◆ **ASSIGNMENT**
Please copy each line below that contains the string "ears".

:: DATA ::

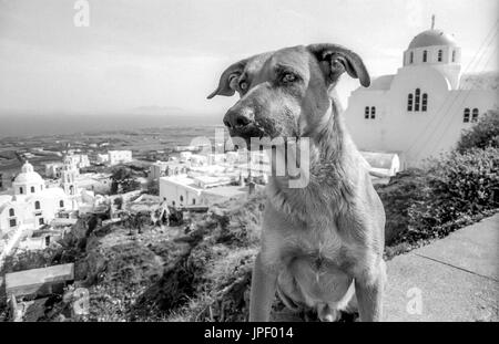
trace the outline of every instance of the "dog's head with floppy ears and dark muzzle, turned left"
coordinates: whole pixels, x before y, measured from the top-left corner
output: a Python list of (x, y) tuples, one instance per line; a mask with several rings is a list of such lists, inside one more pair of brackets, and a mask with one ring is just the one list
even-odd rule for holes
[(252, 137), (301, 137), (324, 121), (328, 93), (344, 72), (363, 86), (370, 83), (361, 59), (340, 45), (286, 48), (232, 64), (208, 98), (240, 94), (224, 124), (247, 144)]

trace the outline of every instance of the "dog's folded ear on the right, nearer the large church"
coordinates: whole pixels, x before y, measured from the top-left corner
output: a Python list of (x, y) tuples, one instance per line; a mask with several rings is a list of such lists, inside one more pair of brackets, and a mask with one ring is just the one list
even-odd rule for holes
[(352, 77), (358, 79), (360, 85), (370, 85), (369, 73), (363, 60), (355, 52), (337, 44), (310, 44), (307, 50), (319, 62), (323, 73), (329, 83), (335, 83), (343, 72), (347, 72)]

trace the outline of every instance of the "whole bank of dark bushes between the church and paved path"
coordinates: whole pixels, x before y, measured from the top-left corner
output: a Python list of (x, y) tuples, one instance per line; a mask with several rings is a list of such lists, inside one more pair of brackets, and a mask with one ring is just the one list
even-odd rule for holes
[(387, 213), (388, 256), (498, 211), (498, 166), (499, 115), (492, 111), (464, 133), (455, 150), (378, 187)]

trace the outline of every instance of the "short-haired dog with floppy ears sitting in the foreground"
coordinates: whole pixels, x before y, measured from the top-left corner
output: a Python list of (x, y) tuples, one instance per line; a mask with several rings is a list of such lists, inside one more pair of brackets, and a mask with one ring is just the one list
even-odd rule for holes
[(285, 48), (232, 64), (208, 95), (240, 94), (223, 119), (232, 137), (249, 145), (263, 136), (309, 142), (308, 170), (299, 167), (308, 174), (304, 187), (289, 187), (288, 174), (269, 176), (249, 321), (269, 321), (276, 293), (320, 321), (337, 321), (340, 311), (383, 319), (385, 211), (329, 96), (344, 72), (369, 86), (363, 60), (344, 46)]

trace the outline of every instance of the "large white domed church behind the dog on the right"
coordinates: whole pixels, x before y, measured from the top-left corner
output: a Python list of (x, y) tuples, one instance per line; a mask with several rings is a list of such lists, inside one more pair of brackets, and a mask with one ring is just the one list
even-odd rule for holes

:::
:: DATA ::

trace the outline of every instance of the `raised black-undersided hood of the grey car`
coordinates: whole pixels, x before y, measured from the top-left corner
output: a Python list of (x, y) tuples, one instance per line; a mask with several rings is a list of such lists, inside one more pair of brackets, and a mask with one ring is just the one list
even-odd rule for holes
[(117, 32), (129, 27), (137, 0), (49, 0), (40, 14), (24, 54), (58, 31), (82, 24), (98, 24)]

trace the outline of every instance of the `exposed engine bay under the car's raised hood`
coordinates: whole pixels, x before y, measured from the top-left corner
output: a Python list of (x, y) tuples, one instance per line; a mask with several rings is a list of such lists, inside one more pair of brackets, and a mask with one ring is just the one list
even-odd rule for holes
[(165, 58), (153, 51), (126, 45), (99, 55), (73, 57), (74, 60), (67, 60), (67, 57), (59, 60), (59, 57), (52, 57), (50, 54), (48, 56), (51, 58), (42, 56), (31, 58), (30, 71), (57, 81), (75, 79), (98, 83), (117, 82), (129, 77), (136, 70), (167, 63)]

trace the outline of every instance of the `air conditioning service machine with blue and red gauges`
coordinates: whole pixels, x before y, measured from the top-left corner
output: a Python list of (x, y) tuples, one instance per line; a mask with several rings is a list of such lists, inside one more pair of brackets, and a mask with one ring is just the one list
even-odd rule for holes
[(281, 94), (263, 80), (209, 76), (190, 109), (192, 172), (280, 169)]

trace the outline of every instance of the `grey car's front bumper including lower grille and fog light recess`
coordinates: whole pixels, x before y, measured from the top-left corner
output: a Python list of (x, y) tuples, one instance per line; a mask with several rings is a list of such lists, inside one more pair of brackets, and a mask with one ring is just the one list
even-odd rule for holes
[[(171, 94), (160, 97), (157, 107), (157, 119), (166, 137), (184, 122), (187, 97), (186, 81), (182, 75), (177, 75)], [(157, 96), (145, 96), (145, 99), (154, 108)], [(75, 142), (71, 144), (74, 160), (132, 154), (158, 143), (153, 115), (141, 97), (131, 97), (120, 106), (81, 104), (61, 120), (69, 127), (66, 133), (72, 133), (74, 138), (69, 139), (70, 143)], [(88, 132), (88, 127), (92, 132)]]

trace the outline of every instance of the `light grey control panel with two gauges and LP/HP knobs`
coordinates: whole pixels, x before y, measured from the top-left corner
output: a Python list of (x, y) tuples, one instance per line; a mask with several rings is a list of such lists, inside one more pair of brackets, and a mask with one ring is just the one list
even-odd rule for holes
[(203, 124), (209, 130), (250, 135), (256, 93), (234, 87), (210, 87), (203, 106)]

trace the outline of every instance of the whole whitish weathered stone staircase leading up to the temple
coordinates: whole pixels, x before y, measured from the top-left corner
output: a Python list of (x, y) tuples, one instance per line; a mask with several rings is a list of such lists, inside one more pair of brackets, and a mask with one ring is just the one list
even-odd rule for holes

:::
:: DATA ::

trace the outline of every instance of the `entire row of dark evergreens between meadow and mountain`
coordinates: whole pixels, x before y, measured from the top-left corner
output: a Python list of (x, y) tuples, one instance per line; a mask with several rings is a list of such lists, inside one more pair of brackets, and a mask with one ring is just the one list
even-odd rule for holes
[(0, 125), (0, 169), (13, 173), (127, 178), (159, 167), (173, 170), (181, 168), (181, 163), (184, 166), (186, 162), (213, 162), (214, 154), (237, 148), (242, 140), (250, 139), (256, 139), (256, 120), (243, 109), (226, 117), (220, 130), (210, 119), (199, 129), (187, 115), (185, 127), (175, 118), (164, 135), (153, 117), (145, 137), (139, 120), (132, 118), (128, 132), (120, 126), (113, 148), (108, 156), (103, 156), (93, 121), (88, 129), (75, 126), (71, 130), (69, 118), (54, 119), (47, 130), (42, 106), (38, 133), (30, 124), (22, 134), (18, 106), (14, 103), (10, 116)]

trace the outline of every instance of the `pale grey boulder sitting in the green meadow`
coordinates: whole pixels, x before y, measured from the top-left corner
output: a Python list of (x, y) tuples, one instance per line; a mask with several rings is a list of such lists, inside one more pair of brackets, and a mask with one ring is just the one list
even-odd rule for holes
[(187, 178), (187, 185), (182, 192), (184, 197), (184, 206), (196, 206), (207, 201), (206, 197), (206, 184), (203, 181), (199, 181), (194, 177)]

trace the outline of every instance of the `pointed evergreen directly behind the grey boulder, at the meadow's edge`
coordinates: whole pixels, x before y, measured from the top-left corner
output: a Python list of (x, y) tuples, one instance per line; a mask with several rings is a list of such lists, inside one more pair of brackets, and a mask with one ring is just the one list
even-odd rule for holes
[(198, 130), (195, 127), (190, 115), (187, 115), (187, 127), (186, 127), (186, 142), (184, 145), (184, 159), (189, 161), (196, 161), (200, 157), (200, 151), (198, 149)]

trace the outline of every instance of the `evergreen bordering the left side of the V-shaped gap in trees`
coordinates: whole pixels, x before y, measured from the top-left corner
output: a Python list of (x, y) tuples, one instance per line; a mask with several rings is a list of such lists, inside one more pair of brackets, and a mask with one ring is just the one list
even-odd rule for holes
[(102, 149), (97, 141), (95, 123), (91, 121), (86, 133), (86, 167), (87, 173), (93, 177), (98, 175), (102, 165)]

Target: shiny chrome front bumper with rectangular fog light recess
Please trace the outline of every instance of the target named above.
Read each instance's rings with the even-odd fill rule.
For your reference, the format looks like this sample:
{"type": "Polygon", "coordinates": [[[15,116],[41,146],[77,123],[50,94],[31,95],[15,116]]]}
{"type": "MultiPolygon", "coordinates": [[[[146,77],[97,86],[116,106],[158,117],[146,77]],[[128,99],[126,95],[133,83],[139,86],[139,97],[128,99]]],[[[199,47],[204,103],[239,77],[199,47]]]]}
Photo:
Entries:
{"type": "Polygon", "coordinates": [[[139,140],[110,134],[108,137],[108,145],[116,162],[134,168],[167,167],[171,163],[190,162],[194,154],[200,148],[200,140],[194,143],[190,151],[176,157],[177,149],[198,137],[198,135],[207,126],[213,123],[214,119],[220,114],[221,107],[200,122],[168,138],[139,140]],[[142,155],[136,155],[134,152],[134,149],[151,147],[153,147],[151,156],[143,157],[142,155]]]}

:::

◆ **ANSWER TO THIS PROBLEM**
trace the outline of every instance of the "dog's head with floppy ears and dark muzzle, turned left"
trace the outline of every instance of the "short-haired dog with floppy ears sitting in the foreground"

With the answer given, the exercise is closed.